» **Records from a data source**
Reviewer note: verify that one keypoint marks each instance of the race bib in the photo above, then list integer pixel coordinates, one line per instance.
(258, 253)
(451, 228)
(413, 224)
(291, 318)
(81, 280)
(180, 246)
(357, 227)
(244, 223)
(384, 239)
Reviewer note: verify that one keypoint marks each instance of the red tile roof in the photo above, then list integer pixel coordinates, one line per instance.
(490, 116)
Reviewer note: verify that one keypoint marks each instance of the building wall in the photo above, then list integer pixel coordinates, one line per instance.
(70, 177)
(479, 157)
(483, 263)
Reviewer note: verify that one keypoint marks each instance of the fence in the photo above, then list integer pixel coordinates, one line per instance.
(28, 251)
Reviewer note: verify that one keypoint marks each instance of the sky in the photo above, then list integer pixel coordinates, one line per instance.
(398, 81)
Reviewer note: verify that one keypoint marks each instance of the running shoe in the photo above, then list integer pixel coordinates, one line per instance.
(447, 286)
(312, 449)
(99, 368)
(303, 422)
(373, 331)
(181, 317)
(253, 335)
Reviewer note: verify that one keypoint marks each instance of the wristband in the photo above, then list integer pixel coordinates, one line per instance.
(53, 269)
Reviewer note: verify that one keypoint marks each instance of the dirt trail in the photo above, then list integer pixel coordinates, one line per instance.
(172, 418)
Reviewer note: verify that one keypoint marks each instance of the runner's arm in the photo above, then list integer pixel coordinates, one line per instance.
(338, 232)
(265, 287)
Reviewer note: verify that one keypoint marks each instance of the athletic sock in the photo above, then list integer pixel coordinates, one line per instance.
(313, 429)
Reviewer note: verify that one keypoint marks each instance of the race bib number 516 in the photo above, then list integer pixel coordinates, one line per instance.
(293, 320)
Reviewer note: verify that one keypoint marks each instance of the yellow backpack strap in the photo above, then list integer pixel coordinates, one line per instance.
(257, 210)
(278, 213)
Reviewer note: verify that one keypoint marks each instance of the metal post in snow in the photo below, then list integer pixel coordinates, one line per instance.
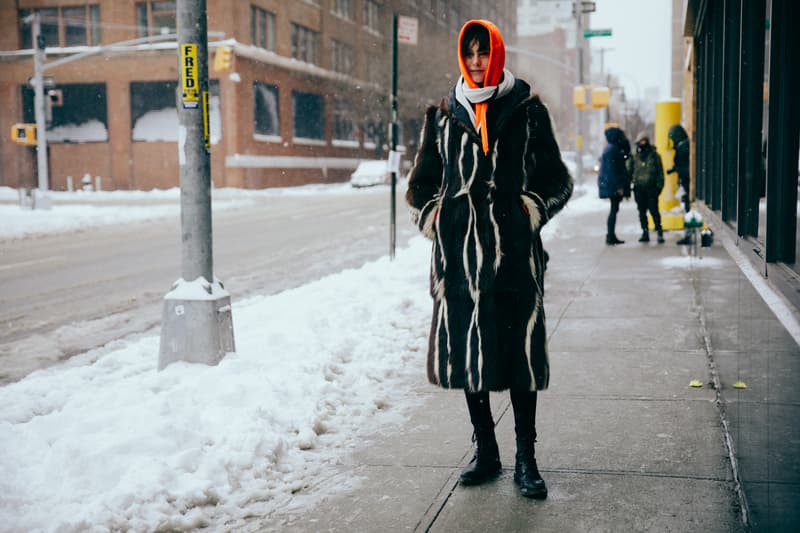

» **Requirement**
Which lines in the data above contain the word "race"? Copy each of them in full.

» **Result of this task**
Reviewer note: verify that one keypoint marks each instance of the race bib in the photo above, then list integer pixel coordinates, one line per instance.
Reviewer note: verify that one keypoint marks each instance of the race bib number 516 in the photo above, then list integer pixel coordinates, one line per instance.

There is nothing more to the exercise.